### Task prompt
Repeat the data verbatim.

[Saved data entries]
• • •

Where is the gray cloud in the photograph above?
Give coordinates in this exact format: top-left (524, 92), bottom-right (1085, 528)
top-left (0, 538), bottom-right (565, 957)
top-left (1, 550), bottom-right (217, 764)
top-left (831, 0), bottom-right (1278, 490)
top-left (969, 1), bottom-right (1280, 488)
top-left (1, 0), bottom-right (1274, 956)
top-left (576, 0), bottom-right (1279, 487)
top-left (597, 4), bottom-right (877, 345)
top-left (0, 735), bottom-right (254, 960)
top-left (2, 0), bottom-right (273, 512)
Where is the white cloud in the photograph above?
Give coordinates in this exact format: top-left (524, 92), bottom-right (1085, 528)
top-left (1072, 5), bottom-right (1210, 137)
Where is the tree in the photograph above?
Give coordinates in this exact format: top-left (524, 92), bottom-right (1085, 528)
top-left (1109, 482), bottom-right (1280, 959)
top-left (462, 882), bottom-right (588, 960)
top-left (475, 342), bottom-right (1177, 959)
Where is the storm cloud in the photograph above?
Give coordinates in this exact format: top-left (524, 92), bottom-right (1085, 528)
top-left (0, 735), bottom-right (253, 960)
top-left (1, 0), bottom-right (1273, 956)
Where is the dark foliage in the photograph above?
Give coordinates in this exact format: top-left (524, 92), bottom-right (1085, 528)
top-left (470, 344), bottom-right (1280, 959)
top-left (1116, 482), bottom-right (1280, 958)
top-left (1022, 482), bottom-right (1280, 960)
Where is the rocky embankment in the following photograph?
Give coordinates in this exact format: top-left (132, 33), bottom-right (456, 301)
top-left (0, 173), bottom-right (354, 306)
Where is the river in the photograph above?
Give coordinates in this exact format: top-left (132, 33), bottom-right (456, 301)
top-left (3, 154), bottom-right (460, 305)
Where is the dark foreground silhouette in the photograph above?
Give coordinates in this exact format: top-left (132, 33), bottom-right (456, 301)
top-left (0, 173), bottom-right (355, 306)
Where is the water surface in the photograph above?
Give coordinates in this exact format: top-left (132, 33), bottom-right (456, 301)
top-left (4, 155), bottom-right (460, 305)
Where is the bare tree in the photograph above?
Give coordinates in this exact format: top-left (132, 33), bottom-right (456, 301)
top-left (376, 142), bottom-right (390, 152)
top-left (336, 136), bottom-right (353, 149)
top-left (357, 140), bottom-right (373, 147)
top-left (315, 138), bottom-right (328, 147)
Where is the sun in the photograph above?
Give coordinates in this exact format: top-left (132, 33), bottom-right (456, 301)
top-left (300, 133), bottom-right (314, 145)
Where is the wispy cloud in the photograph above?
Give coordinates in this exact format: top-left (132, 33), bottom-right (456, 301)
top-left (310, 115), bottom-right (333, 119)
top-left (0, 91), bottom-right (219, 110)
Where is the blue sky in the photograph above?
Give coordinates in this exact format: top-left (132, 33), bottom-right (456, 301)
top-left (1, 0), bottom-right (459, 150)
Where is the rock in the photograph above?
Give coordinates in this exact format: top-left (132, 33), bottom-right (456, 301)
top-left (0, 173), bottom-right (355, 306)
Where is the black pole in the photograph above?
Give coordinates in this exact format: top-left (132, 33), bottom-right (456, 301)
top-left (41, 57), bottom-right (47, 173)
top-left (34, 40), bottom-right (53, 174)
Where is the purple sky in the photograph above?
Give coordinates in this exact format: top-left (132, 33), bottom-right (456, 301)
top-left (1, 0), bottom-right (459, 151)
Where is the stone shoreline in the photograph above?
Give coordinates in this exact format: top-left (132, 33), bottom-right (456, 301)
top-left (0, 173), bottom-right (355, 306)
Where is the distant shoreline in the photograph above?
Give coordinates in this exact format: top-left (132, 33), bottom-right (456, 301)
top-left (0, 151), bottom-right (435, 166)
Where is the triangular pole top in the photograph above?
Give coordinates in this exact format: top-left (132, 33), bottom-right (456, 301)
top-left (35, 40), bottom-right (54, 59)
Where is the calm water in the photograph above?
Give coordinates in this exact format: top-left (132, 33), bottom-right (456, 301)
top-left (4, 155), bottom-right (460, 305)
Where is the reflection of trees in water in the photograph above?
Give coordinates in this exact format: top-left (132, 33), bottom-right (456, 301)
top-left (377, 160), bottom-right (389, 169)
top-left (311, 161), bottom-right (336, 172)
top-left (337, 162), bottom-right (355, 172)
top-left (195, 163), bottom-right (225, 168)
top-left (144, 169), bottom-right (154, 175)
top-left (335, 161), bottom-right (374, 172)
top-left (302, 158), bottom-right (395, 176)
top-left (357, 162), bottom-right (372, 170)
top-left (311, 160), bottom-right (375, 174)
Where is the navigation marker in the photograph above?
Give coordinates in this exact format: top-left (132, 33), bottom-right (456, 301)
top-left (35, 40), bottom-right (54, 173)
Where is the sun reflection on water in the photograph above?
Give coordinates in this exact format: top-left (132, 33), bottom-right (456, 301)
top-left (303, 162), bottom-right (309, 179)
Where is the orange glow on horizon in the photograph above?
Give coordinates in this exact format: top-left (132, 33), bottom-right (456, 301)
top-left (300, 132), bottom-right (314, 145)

• • •

### Solved exercise
Where is the gray cloud in the photograph above?
Give coordinates in this exact format: top-left (524, 92), bottom-right (1085, 528)
top-left (0, 538), bottom-right (565, 957)
top-left (1, 550), bottom-right (217, 764)
top-left (831, 0), bottom-right (1278, 490)
top-left (969, 1), bottom-right (1280, 488)
top-left (1, 0), bottom-right (1274, 956)
top-left (576, 0), bottom-right (1279, 487)
top-left (597, 4), bottom-right (877, 345)
top-left (0, 735), bottom-right (254, 960)
top-left (2, 0), bottom-right (273, 512)
Where is the white cloud in the photograph above?
Give coordinates in this exact format: top-left (524, 92), bottom-right (1085, 528)
top-left (1072, 5), bottom-right (1210, 137)
Where is the tree in the photograph above?
Give coordinates in this exact format: top-left (524, 92), bottom-right (1085, 528)
top-left (1109, 482), bottom-right (1280, 959)
top-left (462, 882), bottom-right (588, 960)
top-left (475, 342), bottom-right (1177, 959)
Where is the storm cloud in the photograph above?
Give coordinates in this exact format: top-left (524, 92), bottom-right (1085, 528)
top-left (0, 735), bottom-right (253, 960)
top-left (1, 0), bottom-right (1273, 956)
Where is the dark foliage in the photograph above?
Give coordinates in this exact format: top-left (524, 92), bottom-right (1085, 528)
top-left (470, 344), bottom-right (1280, 959)
top-left (1116, 482), bottom-right (1280, 958)
top-left (1022, 482), bottom-right (1280, 960)
Where is the rocky embankment in the following photograph?
Give coordinates in this exact format: top-left (132, 33), bottom-right (456, 301)
top-left (0, 173), bottom-right (354, 306)
Where is the river in the photograph above?
Give coordinates in this exact format: top-left (132, 33), bottom-right (456, 301)
top-left (3, 154), bottom-right (460, 305)
Where is the dark foreground silhouette in the photograph above?
Give coordinates in this exact format: top-left (132, 33), bottom-right (456, 301)
top-left (0, 173), bottom-right (355, 306)
Where is the water surface in the photograph above?
Give coordinates in this exact format: top-left (132, 33), bottom-right (456, 301)
top-left (4, 155), bottom-right (460, 305)
Where is the bare tree in the photograph above?
Give coordinates in this exact format: top-left (132, 33), bottom-right (456, 301)
top-left (376, 142), bottom-right (390, 152)
top-left (336, 136), bottom-right (353, 149)
top-left (357, 140), bottom-right (373, 147)
top-left (315, 138), bottom-right (328, 147)
Where is the sun in the photograph above?
Give coordinates in this exact format: top-left (132, 33), bottom-right (456, 301)
top-left (300, 133), bottom-right (314, 145)
Where is the wispy cloud in the photograph above?
Give coordinates in this exact format: top-left (132, 33), bottom-right (456, 301)
top-left (310, 115), bottom-right (333, 119)
top-left (0, 91), bottom-right (219, 110)
Where is the blue sky in the photograph above?
Give coordinates in this exact format: top-left (132, 33), bottom-right (456, 301)
top-left (1, 0), bottom-right (459, 150)
Where is the rock in the photograph above?
Give coordinates in this exact format: top-left (132, 33), bottom-right (456, 301)
top-left (0, 173), bottom-right (355, 306)
Where is the black pole in the photograph above?
Give coordinates in this exact format: top-left (132, 33), bottom-right (456, 301)
top-left (41, 57), bottom-right (47, 173)
top-left (34, 40), bottom-right (53, 174)
Where is the purple sky in the photograph above?
Give coordinates in this exact format: top-left (132, 33), bottom-right (456, 301)
top-left (1, 0), bottom-right (459, 151)
Where is the stone shoreline in the photograph above?
Give coordinates in this exact format: top-left (132, 33), bottom-right (456, 301)
top-left (0, 173), bottom-right (355, 306)
Where is the distant shoreline in the photograph above?
Give coordinates in this exact format: top-left (132, 33), bottom-right (456, 301)
top-left (0, 151), bottom-right (435, 166)
Where is the triangular pole top in the photograph above?
Give coordinates in this exact format: top-left (132, 33), bottom-right (456, 301)
top-left (35, 40), bottom-right (54, 59)
Where is the calm water in the photograph above?
Give coordinates in this exact format: top-left (132, 33), bottom-right (456, 301)
top-left (4, 155), bottom-right (460, 305)
Where is the reflection of trees in water in the photograph above?
Give coordinates in this exact format: top-left (132, 33), bottom-right (456, 301)
top-left (377, 160), bottom-right (389, 169)
top-left (311, 161), bottom-right (336, 172)
top-left (337, 162), bottom-right (355, 172)
top-left (195, 163), bottom-right (225, 168)
top-left (144, 169), bottom-right (154, 175)
top-left (335, 161), bottom-right (374, 172)
top-left (302, 158), bottom-right (395, 176)
top-left (357, 162), bottom-right (372, 170)
top-left (311, 160), bottom-right (375, 174)
Where is the navigation marker in the photograph above?
Give coordinates in this exact format: top-left (132, 33), bottom-right (456, 301)
top-left (35, 40), bottom-right (54, 173)
Where is the sun reflection on water in the photograph above?
Give coordinates in this exact format: top-left (132, 33), bottom-right (456, 301)
top-left (303, 162), bottom-right (309, 179)
Where is the orange glow on horizon in the photograph above?
Give coordinates in this exact format: top-left (132, 33), bottom-right (456, 301)
top-left (300, 132), bottom-right (314, 145)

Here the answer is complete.